EXTRACT Start Marker

The National Guard has joined the novel coronavirus response effort to the tune of 24,800 members working in their local communities. They're on the front lines—testing staff and residents in nursing homes as well as helping to clean them. They're buttressing testing and screen sites, building field hospitals, and screening air travel passengers at airports. They're at risk of contracting the virus every day, and fewer than half of them have health care coverage through the military because they're not serving under an order from the federal government
For the 11,000 who have been deployed for the next 31 days under an executive order from Donald Trump signed this week, it's not a problem. They've got coverage under the TRICARE military health insurance program. It's available to Guard members who are under federal orders for more than 30 days. That's a big deal. They can use TRICARE health care coverage for prescriptions wherever they are, outside of military treatment facilities. But more half of all the Guard members deployed don’t have that coverage because it doesn't extend to deployments ordered by governors.
They could go to military hospitals if they get sick and have one close enough. If not, they have to pay out of their own pocket or with private insurance. Tuesday's order from Trump expanded the federal coverage to Arizona, Colorado, Kentucky, Mississippi, Montana, Nevada, North Carolina, Oregon, Pennsylvania, South Carolina, Virginia, Wisconsin, and West Virginia. Guard members there will have TRICARE coverage for now on top of 21 other states, three territories, and Washington, D.C., which already had it. That's likely to increase the number of Guard members serving around the nation.
Air Force Gen. Joseph Lengyel, chief of the National Guard Bureau, told reporters on Wednesday that the process for getting these troops federal status and military health coverage has been slow. Surprise, surprise—Trump hasn't been on top of yet another aspect of this crisis. There's another thing to add in to the next big stimulus bill from Congress: authorization for every National Guard member responding to the crisis to have TRICARE coverage, at least for the duration of the crisis.

EXTRACT End Marker
DATA EXTRACT Start Marker

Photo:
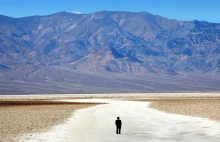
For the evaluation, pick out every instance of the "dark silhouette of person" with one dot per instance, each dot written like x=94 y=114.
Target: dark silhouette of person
x=118 y=124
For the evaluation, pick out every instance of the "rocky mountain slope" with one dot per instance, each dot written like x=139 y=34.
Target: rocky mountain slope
x=106 y=41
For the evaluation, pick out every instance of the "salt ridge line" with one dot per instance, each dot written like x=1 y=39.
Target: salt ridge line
x=139 y=123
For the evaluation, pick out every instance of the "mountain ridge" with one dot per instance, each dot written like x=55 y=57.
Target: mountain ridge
x=159 y=44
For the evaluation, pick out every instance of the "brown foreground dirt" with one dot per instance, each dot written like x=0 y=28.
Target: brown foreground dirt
x=20 y=117
x=207 y=108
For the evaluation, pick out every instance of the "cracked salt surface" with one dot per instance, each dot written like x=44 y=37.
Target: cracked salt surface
x=139 y=123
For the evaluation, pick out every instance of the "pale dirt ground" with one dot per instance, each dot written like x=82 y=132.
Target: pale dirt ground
x=20 y=119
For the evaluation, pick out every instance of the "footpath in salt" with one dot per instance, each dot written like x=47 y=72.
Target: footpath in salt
x=139 y=123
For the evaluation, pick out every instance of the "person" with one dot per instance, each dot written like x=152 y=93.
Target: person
x=118 y=124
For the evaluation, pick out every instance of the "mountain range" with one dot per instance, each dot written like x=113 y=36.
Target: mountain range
x=129 y=43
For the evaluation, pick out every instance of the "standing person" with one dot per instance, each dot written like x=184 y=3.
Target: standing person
x=118 y=124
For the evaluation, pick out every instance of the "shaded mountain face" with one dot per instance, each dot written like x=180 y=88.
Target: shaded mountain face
x=124 y=42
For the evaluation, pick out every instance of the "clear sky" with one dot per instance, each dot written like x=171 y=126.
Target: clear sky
x=207 y=10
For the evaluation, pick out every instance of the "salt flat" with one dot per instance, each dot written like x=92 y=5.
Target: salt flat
x=139 y=123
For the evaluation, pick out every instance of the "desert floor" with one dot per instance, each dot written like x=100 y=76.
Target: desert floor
x=145 y=117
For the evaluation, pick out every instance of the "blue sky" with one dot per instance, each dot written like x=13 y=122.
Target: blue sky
x=207 y=10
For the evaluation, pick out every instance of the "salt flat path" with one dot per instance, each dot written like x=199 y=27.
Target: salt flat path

DATA EXTRACT End Marker

● WHAT YOU NEED TO DO:
1 > Answer these questions from the National Guard article, marking each answer with its letter:
(a) How many National Guard members have joined the coronavirus response effort?
(b) Guard members under federal orders for how long can get TRICARE?
(c) Who is chief of the National Guard Bureau?
2 > Decide whether each statement agrees with the National Guard article. Answer yes or no and quote the words that decide it.
(a) TRICARE coverage extends to deployments ordered by governors.
(b) Trump's Tuesday order expanded federal coverage to Oregon.
(c) Lengyel said the process for getting the troops federal status and military health coverage has been fast.
3 > Copy out the National Guard article from "Air Force Gen." up to and including "of the crisis.".

● SOLUTIONS FOR EACH TASK:
1 >
(a) 24,800
(b) More than 30 days
(c) Air Force Gen. Joseph Lengyel

2 >
(a) No: "it doesn't extend to deployments ordered by governors."
(b) Yes: "Tuesday's order from Trump expanded the federal coverage to Arizona, Colorado, Kentucky, Mississippi, Montana, Nevada, North Carolina, Oregon"
(c) No: "the process for getting these troops federal status and military health coverage has been slow."

3 >
Air Force Gen. Joseph Lengyel, chief of the National Guard Bureau, told reporters on Wednesday that the process for getting these troops federal status and military health coverage has been slow. Surprise, surprise—Trump hasn't been on top of yet another aspect of this crisis. There's another thing to add in to the next big stimulus bill from Congress: authorization for every National Guard member responding to the crisis to have TRICARE coverage, at least for the duration of the crisis.